------ Exercise materials ------
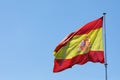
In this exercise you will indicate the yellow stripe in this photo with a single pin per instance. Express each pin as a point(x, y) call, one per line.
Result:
point(71, 48)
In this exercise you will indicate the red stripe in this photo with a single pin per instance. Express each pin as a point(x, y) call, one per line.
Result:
point(93, 56)
point(84, 30)
point(96, 24)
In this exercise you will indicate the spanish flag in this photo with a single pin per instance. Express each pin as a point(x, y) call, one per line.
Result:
point(81, 46)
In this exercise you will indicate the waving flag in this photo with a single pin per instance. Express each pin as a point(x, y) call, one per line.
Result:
point(81, 46)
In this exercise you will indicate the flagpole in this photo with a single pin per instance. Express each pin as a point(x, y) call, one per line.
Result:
point(105, 54)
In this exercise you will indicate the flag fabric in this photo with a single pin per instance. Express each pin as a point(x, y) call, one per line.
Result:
point(81, 46)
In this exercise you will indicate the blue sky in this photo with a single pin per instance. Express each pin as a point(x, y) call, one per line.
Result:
point(31, 29)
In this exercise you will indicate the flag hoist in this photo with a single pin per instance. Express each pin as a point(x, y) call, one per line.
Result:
point(81, 46)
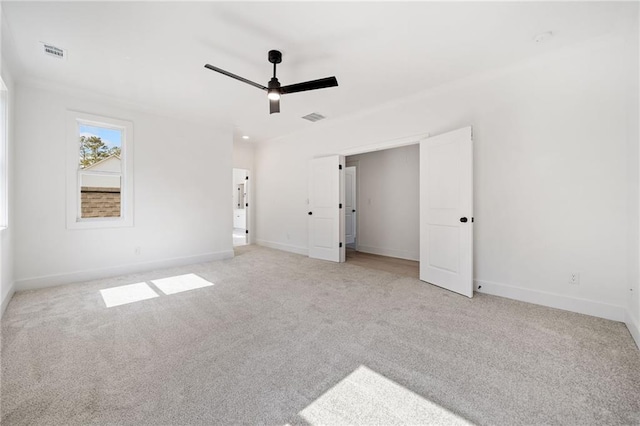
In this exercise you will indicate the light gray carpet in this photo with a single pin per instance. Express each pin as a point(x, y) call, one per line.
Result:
point(279, 338)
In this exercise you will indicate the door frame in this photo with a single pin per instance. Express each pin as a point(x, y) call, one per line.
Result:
point(248, 205)
point(355, 164)
point(379, 146)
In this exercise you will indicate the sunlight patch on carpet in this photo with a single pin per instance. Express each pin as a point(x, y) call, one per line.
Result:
point(180, 283)
point(366, 397)
point(124, 294)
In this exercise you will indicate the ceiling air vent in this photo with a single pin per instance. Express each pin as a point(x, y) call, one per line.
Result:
point(314, 116)
point(56, 52)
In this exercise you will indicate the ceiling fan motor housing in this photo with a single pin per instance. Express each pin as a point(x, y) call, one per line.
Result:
point(274, 83)
point(275, 56)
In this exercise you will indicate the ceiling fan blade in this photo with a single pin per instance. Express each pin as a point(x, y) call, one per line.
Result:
point(274, 105)
point(310, 85)
point(237, 77)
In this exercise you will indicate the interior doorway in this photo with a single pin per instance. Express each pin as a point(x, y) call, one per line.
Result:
point(382, 211)
point(445, 199)
point(240, 197)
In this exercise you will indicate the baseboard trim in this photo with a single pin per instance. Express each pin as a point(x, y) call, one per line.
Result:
point(633, 324)
point(7, 299)
point(400, 254)
point(284, 247)
point(94, 274)
point(552, 300)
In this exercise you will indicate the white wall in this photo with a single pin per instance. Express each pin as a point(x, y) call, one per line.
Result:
point(388, 210)
point(6, 235)
point(181, 183)
point(243, 155)
point(550, 173)
point(633, 113)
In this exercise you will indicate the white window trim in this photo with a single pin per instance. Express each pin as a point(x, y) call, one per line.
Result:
point(74, 221)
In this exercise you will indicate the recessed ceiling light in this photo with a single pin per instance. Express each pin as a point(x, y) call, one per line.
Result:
point(543, 37)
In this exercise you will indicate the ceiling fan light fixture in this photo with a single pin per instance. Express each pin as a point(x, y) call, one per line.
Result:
point(273, 94)
point(274, 89)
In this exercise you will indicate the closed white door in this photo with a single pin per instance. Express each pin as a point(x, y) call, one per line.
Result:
point(350, 204)
point(326, 217)
point(446, 211)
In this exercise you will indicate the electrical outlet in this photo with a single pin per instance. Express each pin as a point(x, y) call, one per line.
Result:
point(574, 278)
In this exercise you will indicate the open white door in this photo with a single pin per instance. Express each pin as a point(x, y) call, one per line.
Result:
point(326, 215)
point(446, 211)
point(350, 205)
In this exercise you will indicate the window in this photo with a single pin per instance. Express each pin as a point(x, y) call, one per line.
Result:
point(4, 137)
point(99, 181)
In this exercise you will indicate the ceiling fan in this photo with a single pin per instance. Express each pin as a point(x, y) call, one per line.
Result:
point(274, 89)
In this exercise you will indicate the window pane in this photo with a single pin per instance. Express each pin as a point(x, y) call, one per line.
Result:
point(100, 195)
point(98, 144)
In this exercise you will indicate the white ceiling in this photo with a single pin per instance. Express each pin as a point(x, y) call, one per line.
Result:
point(152, 53)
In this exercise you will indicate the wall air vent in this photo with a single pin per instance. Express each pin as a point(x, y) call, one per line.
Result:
point(54, 51)
point(314, 116)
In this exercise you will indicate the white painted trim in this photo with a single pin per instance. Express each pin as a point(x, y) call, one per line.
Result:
point(400, 254)
point(7, 299)
point(74, 119)
point(380, 146)
point(633, 324)
point(284, 247)
point(552, 300)
point(93, 274)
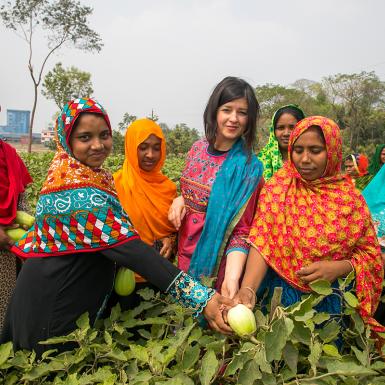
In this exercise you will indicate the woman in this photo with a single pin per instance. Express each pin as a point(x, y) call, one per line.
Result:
point(377, 160)
point(356, 167)
point(220, 186)
point(14, 177)
point(274, 154)
point(144, 192)
point(312, 224)
point(81, 232)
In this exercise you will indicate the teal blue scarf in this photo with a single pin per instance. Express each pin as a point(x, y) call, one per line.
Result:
point(234, 184)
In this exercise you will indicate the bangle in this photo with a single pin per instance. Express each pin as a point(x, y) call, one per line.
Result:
point(249, 288)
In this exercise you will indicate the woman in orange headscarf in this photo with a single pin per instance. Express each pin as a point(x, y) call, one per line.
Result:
point(144, 192)
point(311, 223)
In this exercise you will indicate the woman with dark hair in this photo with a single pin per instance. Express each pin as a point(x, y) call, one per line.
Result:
point(312, 224)
point(220, 186)
point(377, 160)
point(81, 233)
point(14, 177)
point(274, 154)
point(356, 168)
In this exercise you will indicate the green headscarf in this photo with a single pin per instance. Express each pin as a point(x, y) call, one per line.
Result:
point(375, 164)
point(270, 155)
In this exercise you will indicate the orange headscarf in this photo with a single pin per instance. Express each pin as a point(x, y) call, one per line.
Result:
point(299, 222)
point(146, 196)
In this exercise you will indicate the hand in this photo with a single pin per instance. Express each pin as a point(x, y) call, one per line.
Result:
point(6, 242)
point(327, 270)
point(213, 313)
point(230, 287)
point(167, 246)
point(246, 297)
point(177, 212)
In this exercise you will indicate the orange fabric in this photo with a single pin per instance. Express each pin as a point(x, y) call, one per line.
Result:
point(146, 196)
point(299, 222)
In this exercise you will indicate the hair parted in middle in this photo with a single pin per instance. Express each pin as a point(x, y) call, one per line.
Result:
point(231, 88)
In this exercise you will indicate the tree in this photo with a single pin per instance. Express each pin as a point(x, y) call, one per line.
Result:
point(180, 139)
point(126, 121)
point(358, 101)
point(64, 21)
point(62, 85)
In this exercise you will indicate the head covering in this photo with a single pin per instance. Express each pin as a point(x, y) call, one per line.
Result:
point(78, 209)
point(145, 195)
point(375, 162)
point(270, 155)
point(234, 184)
point(374, 194)
point(299, 222)
point(14, 177)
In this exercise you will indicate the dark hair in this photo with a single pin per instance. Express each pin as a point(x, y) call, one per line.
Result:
point(231, 88)
point(292, 110)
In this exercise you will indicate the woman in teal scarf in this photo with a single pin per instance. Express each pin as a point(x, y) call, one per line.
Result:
point(274, 154)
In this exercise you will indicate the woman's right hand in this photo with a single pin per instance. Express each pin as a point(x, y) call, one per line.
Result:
point(246, 296)
point(177, 212)
point(5, 242)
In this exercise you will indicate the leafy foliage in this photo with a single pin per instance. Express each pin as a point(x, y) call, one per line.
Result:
point(159, 343)
point(62, 85)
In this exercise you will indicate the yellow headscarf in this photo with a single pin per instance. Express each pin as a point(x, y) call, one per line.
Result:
point(145, 195)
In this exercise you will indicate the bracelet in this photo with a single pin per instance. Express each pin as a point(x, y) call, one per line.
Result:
point(249, 288)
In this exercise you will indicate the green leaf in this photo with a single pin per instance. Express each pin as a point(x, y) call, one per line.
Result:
point(5, 352)
point(321, 286)
point(191, 356)
point(209, 367)
point(351, 299)
point(276, 339)
point(290, 355)
point(249, 373)
point(331, 350)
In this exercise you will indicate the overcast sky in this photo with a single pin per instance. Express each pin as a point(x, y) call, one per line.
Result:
point(167, 55)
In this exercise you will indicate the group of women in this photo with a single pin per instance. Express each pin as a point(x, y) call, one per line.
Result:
point(286, 217)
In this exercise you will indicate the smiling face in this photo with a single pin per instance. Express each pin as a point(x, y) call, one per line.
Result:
point(149, 153)
point(91, 140)
point(309, 154)
point(285, 125)
point(231, 123)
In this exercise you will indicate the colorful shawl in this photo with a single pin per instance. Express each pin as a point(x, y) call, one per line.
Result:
point(374, 195)
point(270, 155)
point(14, 177)
point(233, 186)
point(375, 162)
point(78, 209)
point(145, 195)
point(299, 222)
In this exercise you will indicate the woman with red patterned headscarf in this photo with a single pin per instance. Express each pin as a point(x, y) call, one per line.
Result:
point(14, 177)
point(311, 224)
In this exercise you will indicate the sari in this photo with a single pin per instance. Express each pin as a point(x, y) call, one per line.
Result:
point(146, 196)
point(299, 222)
point(270, 155)
point(78, 209)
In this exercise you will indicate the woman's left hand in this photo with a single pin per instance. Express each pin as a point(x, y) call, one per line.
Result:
point(327, 270)
point(167, 246)
point(214, 310)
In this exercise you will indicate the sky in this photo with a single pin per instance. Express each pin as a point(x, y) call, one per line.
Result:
point(168, 55)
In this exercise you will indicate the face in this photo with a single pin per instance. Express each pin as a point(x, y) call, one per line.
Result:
point(91, 141)
point(149, 153)
point(284, 127)
point(309, 155)
point(350, 169)
point(382, 156)
point(231, 121)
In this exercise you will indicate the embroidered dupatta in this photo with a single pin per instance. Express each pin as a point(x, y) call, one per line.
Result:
point(78, 209)
point(299, 222)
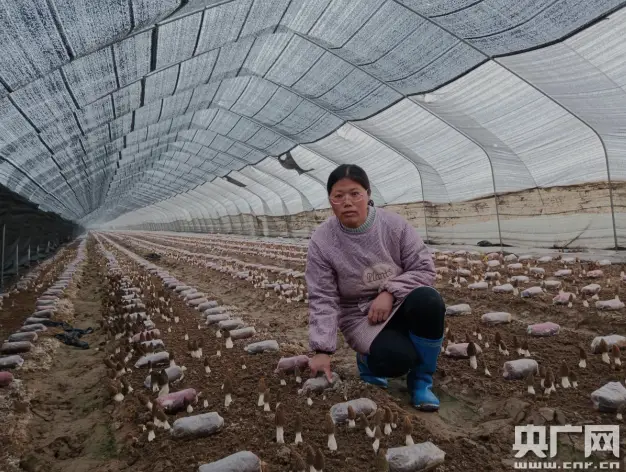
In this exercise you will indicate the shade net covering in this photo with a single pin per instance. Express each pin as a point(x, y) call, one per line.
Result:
point(486, 120)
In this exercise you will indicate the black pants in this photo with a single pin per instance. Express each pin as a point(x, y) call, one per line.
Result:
point(392, 353)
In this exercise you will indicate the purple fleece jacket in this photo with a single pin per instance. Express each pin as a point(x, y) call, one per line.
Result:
point(346, 269)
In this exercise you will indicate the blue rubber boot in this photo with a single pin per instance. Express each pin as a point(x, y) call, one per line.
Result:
point(366, 374)
point(420, 378)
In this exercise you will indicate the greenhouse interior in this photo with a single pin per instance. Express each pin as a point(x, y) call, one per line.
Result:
point(222, 222)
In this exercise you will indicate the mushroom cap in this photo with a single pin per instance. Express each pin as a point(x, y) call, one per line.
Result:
point(388, 418)
point(298, 423)
point(298, 461)
point(615, 352)
point(319, 461)
point(380, 462)
point(228, 385)
point(407, 425)
point(363, 420)
point(310, 455)
point(604, 347)
point(280, 416)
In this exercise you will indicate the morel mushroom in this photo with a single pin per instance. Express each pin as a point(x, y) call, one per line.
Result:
point(582, 354)
point(530, 383)
point(387, 419)
point(564, 373)
point(471, 352)
point(298, 428)
point(407, 429)
point(351, 417)
point(280, 425)
point(604, 349)
point(615, 354)
point(228, 390)
point(262, 389)
point(378, 435)
point(365, 425)
point(329, 427)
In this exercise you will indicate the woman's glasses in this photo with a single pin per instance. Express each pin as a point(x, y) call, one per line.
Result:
point(340, 198)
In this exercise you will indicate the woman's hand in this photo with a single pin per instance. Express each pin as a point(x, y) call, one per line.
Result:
point(321, 363)
point(380, 308)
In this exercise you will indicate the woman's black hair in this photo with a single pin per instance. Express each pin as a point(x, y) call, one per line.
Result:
point(352, 172)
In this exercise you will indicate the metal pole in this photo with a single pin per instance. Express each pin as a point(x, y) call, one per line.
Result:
point(4, 227)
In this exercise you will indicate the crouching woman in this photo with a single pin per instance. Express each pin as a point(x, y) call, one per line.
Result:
point(370, 275)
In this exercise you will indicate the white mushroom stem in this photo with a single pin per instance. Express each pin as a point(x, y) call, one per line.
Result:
point(332, 442)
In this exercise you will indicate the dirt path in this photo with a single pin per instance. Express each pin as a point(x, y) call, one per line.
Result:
------
Rewrite the stretch of data from the line containing "In this exercise you will indicate the green leaf" through the line containing "point(231, 121)", both lines included, swapping "overcast" for "cloudy" and leaving everything else untouched. Return only that stretch.

-- Response to the task --
In this exercise you will indicate the green leaf in this photo with a single pin per instance. Express each pin as a point(x, y) call, one per line.
Result:
point(5, 352)
point(321, 286)
point(191, 356)
point(209, 367)
point(351, 299)
point(276, 339)
point(290, 355)
point(249, 373)
point(331, 350)
In this exercise you will indicate the cloudy sky in this photo with a single pin per instance. Express each pin as a point(x, y) call, one per line.
Result:
point(167, 55)
In this exercise you will indicate the group of women in this photo with a single pin per instance. Express each pin as a point(x, y) call, one per line.
Result:
point(286, 217)
In this exercise you will indicate the smiling face in this photo with a single pin per instance. Express each pin as a point(x, y) call, one per line.
Result:
point(149, 153)
point(91, 140)
point(309, 154)
point(285, 125)
point(231, 123)
In this exercise you will indicate the colorful shawl in this photo with a single pin per instance. Express each pin as a point(x, y) call, one per line.
Result:
point(374, 195)
point(270, 155)
point(14, 177)
point(233, 186)
point(375, 162)
point(78, 209)
point(145, 195)
point(299, 222)
In this exercise you will indicate the woman with red patterned headscarf in this photo with a single pin per instance. Express each pin as a point(x, y) call, one per line.
Result:
point(14, 177)
point(311, 224)
In this exercise you will indicate the sari in this photo with a single pin per instance. Express each pin as a point(x, y) call, one per line.
Result:
point(146, 196)
point(299, 222)
point(270, 155)
point(78, 209)
In this exercise you will indicate the woman's left hand in this photo with a single pin per instance. Express each pin as a point(x, y) call, one per line.
Result:
point(327, 270)
point(167, 246)
point(214, 310)
In this exercise you will indicate the sky in this photo with a single pin per instance. Express each pin as a point(x, y) call, one per line.
Result:
point(168, 55)
In this exercise you will indicate the face in this photo with a single pin per instance. Express each pin as a point(x, y) call, one per line.
Result:
point(91, 141)
point(149, 153)
point(284, 127)
point(309, 155)
point(350, 169)
point(382, 156)
point(231, 121)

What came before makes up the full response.